◆ Task description
Count the lines in the listing below that contain the string "steel", matching case exactly. Give only the number.

(begin)

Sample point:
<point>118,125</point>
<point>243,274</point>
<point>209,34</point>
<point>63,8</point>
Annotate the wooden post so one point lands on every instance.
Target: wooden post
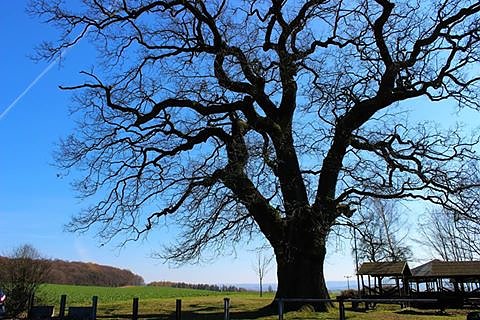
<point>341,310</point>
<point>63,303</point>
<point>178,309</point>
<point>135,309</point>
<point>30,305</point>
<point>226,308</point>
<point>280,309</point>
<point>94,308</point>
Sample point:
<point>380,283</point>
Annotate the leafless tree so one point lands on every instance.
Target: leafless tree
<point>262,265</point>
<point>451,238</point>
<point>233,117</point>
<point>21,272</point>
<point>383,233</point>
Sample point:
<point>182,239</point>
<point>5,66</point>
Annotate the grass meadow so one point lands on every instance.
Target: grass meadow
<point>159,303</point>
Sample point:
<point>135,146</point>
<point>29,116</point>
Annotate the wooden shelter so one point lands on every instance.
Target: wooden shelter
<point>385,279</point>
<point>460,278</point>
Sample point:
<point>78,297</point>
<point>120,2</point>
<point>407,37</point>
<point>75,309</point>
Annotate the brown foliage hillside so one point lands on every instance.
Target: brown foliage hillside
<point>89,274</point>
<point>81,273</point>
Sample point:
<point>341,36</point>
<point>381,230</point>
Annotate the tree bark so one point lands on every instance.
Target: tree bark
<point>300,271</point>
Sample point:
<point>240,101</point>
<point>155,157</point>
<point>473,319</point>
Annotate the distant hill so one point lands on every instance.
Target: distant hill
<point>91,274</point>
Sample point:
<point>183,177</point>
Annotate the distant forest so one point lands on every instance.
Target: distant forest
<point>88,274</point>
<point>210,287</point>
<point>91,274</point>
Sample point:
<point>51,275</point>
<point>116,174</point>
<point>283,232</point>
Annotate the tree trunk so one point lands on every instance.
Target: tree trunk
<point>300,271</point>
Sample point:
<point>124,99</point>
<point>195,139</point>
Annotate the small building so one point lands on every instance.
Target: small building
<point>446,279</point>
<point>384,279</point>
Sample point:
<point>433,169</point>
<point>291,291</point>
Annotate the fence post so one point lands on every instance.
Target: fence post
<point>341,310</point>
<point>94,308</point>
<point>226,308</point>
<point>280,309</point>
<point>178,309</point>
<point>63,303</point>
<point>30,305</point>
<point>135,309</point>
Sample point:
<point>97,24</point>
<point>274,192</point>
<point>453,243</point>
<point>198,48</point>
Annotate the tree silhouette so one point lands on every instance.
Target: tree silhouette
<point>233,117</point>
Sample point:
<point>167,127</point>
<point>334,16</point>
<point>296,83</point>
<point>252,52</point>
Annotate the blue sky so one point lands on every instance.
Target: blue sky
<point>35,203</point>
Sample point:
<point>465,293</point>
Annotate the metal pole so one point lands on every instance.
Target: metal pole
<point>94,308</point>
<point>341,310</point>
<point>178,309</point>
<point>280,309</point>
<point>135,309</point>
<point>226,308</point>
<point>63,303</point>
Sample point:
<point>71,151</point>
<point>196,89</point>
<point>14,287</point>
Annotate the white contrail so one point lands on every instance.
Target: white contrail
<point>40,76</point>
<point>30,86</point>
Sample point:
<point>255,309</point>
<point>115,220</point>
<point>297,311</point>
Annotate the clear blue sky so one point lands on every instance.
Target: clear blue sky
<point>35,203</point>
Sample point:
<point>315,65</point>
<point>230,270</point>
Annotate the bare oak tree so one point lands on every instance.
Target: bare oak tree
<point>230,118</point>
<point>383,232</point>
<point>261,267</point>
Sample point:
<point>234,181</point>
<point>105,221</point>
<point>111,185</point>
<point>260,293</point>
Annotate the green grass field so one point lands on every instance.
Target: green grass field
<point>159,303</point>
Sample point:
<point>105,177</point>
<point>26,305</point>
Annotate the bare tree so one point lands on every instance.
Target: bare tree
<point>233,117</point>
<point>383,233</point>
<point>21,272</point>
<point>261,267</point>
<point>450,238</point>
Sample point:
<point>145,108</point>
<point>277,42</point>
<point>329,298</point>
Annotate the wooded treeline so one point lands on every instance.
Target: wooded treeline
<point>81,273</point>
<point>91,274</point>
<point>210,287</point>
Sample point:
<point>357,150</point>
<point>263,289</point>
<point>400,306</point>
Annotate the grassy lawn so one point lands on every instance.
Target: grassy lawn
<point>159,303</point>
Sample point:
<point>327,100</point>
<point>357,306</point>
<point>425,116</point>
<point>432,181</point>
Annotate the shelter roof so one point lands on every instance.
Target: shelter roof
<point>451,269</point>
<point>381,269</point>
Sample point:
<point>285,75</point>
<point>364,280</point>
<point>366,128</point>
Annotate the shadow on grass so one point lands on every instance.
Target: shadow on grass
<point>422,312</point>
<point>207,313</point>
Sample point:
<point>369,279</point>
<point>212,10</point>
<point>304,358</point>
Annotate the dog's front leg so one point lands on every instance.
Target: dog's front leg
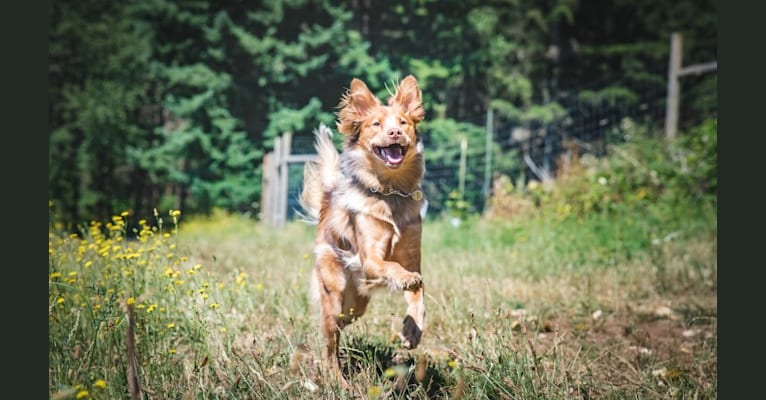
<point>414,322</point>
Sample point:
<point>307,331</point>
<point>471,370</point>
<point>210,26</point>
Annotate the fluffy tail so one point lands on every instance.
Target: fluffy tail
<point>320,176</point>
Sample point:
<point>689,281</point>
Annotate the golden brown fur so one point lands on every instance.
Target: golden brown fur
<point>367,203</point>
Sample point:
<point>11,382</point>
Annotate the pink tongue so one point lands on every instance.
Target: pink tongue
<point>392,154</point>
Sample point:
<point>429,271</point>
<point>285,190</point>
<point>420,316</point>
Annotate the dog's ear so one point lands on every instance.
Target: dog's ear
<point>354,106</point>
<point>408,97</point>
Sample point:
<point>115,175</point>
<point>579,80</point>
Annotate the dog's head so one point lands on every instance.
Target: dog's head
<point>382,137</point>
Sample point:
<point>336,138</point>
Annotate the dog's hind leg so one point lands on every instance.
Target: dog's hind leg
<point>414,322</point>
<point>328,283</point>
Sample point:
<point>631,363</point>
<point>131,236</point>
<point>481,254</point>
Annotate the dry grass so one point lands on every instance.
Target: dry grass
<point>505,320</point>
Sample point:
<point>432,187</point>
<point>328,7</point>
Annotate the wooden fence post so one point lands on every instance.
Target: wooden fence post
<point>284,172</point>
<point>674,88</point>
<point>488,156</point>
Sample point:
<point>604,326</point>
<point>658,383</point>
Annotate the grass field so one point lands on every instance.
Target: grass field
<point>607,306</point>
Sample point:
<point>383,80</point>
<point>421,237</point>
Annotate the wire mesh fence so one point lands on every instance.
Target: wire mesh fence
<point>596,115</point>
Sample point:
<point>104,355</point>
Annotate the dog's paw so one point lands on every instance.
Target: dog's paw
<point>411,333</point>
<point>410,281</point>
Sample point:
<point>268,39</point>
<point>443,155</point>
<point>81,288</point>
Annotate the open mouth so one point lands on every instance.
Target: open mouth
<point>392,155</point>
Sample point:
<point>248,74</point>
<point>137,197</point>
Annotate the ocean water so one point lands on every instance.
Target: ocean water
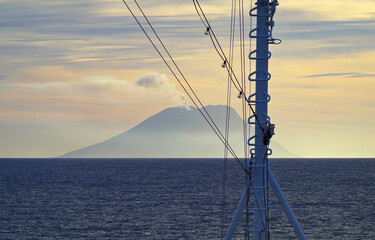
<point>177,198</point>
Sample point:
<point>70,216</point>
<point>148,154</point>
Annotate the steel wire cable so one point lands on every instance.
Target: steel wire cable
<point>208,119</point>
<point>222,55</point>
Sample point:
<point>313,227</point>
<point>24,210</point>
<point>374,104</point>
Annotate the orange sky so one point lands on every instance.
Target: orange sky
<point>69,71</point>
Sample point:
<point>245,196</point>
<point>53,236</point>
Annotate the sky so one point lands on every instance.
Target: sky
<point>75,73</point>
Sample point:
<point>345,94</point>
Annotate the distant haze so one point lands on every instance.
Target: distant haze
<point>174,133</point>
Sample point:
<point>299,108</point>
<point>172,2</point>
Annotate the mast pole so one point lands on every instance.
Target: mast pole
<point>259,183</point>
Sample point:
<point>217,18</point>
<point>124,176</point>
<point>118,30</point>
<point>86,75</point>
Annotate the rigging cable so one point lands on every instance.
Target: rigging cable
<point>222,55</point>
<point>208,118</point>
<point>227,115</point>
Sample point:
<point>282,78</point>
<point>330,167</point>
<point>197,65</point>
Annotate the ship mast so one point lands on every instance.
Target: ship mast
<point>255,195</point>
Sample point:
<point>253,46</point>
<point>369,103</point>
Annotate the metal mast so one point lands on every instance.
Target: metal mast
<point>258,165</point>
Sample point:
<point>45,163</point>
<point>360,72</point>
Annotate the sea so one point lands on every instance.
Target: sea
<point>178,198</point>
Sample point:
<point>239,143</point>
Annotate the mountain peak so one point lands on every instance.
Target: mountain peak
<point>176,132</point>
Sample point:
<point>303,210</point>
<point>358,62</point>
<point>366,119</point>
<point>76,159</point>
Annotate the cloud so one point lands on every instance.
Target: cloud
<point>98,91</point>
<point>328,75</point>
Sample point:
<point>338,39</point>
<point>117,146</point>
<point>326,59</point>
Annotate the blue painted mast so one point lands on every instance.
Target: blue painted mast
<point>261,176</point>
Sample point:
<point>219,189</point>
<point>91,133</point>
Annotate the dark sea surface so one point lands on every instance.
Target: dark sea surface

(end)

◆ Response
2